##### MATERIAL #####

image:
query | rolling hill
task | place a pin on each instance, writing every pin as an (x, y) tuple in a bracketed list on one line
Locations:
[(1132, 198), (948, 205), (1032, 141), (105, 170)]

#####
##### MATERIAL #####

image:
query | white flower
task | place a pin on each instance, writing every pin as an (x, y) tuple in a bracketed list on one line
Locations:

#####

▶ [EXERCISE DESCRIPTION]: Pick out every line of the material that contains the word "query". Capitalization must match.

▶ [PROBLEM SOLUTION]:
query | rolling hill
query | white flower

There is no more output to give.